■ Exercise goal:
Copy only the records starting at the line containing "If you could point out the chrome" and ending at the last line of the records, substituting "chrome faucet" for "chrome tap" and leaving everything else unchanged.

▼▼▼

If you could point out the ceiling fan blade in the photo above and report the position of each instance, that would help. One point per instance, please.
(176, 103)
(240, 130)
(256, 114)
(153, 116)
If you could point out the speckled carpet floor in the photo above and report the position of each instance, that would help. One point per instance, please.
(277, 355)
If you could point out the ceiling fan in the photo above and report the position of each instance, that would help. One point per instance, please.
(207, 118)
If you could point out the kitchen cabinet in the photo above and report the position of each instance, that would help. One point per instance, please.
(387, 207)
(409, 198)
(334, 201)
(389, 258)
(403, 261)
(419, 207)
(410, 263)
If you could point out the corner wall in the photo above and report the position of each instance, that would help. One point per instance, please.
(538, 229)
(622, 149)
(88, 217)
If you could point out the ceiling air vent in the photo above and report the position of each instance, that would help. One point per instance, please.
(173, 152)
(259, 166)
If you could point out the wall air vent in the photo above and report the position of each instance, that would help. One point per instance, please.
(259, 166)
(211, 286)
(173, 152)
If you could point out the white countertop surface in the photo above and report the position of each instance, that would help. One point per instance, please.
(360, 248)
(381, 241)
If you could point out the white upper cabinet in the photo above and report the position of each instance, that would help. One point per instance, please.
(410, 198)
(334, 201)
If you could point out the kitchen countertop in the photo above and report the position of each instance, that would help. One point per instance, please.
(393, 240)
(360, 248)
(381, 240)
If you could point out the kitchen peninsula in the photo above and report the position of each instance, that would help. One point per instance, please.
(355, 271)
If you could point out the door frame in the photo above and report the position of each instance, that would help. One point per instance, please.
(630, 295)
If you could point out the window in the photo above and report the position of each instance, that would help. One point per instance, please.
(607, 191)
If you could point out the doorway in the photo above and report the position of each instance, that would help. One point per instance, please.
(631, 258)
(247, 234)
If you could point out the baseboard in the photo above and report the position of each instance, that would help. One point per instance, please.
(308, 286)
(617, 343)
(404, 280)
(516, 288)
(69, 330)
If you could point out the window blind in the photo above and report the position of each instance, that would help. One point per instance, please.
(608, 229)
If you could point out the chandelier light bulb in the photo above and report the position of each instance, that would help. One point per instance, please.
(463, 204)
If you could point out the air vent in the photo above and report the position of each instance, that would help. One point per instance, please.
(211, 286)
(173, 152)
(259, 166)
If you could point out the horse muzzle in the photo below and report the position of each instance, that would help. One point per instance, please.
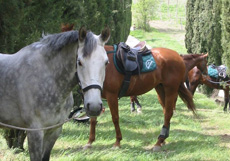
(92, 100)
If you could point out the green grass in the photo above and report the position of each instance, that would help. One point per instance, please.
(191, 138)
(154, 38)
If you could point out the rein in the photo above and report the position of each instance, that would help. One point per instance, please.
(114, 49)
(39, 129)
(218, 82)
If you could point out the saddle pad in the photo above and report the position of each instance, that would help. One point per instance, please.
(149, 63)
(212, 72)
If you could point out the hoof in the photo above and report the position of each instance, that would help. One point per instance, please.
(139, 111)
(162, 144)
(156, 148)
(115, 147)
(87, 146)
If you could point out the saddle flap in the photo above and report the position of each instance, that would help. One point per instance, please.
(130, 65)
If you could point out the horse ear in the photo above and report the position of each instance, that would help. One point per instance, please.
(105, 35)
(205, 56)
(82, 33)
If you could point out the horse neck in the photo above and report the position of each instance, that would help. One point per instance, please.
(191, 62)
(63, 63)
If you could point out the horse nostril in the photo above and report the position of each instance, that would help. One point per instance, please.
(87, 106)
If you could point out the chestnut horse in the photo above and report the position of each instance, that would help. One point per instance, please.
(190, 60)
(195, 78)
(168, 80)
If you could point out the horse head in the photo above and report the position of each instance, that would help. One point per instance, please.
(202, 65)
(91, 64)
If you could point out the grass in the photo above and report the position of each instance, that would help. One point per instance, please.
(191, 138)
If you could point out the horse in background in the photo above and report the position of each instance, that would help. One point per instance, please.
(167, 79)
(195, 78)
(36, 84)
(191, 60)
(66, 27)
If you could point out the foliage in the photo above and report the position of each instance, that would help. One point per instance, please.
(226, 32)
(171, 10)
(143, 11)
(203, 29)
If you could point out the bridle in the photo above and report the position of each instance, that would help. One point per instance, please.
(92, 86)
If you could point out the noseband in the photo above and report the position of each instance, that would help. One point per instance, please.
(93, 86)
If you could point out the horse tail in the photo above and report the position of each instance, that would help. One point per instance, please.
(187, 97)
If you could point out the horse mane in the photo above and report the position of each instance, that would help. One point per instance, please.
(57, 42)
(189, 56)
(90, 44)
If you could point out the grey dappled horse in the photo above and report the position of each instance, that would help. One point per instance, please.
(36, 84)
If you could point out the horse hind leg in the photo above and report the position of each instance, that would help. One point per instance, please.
(226, 99)
(132, 104)
(35, 144)
(169, 98)
(161, 95)
(49, 140)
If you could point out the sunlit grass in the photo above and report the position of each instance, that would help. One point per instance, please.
(191, 137)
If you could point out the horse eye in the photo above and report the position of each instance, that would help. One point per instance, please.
(106, 63)
(79, 63)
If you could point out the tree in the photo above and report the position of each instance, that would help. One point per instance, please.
(226, 32)
(203, 29)
(143, 12)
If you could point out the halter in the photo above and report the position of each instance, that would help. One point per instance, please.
(96, 86)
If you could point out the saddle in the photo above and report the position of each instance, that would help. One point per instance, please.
(218, 72)
(128, 61)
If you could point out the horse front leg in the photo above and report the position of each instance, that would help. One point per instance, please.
(113, 105)
(132, 103)
(226, 98)
(170, 103)
(93, 122)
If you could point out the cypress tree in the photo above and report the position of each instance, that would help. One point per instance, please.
(225, 41)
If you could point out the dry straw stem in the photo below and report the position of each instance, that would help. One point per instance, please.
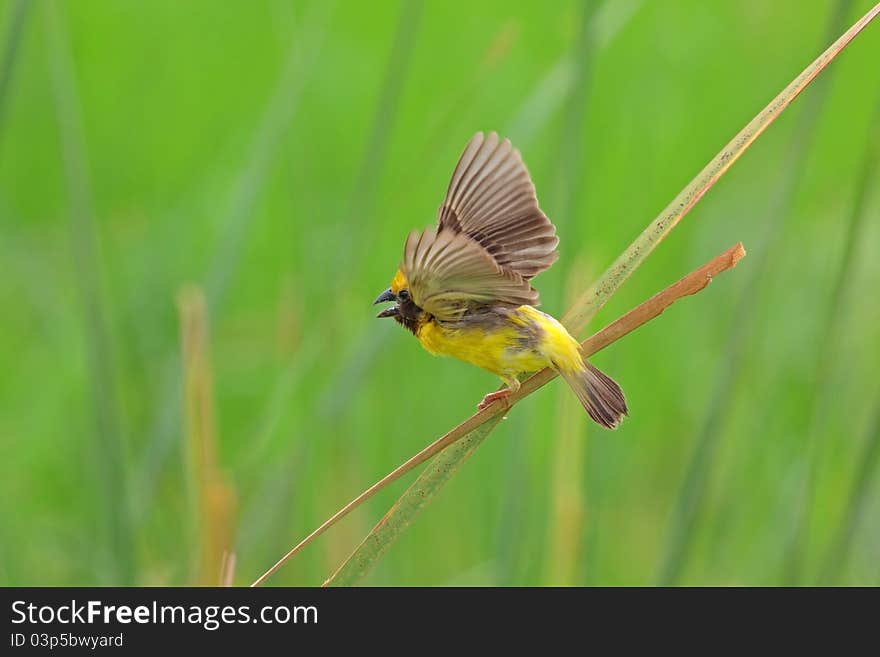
(596, 296)
(690, 284)
(213, 501)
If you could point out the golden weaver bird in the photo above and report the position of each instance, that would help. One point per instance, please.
(463, 287)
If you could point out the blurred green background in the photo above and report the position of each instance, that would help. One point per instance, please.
(275, 154)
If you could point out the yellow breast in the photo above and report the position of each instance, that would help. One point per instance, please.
(526, 341)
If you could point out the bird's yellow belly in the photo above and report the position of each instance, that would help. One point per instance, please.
(507, 348)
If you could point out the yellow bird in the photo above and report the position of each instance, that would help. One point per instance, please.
(464, 287)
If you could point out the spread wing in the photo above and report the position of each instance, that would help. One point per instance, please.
(491, 199)
(447, 272)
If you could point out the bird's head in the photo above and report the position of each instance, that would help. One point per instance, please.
(403, 310)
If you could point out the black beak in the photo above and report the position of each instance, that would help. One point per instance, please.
(387, 295)
(390, 311)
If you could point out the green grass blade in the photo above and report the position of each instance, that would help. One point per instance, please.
(798, 543)
(855, 509)
(401, 515)
(686, 510)
(595, 297)
(118, 564)
(277, 116)
(448, 459)
(410, 504)
(20, 12)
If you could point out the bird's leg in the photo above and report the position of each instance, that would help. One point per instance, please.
(512, 386)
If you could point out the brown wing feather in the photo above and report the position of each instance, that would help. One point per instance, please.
(492, 200)
(447, 272)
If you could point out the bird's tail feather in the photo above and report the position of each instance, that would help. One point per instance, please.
(599, 394)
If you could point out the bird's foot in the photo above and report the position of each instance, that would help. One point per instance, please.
(493, 397)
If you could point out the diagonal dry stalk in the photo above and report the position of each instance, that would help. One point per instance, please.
(596, 296)
(690, 284)
(417, 496)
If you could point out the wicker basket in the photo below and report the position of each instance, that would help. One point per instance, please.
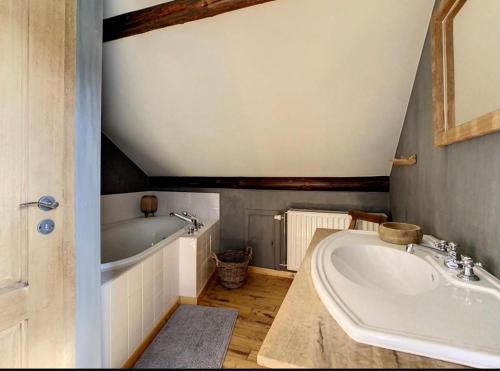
(232, 266)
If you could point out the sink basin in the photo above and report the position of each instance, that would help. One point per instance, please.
(379, 268)
(383, 296)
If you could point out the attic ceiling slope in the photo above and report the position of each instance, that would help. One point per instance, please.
(284, 89)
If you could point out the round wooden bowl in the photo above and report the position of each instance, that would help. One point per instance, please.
(400, 233)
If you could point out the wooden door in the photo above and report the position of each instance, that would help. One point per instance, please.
(263, 236)
(37, 77)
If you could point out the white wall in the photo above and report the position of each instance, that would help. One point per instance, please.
(87, 183)
(124, 206)
(476, 46)
(285, 88)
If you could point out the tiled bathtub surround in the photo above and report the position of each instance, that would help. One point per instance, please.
(136, 298)
(124, 206)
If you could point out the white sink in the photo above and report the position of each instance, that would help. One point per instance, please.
(383, 296)
(379, 268)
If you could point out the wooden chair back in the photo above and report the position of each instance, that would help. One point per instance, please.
(361, 215)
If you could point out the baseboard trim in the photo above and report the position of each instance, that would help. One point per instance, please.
(271, 272)
(149, 339)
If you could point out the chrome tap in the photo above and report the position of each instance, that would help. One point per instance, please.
(454, 257)
(194, 218)
(467, 273)
(437, 245)
(182, 217)
(193, 221)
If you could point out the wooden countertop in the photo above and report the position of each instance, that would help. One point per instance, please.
(305, 335)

▲▲▲

■ Task answer:
If you could point out the chrome faucet in the photo above and report the position of each instance, that would help. One point per instance, please.
(454, 257)
(194, 218)
(467, 273)
(437, 245)
(182, 217)
(193, 221)
If you could point out the wooden countertop in the photo above and report the position of each instance, that would help. One point per instance, please.
(305, 335)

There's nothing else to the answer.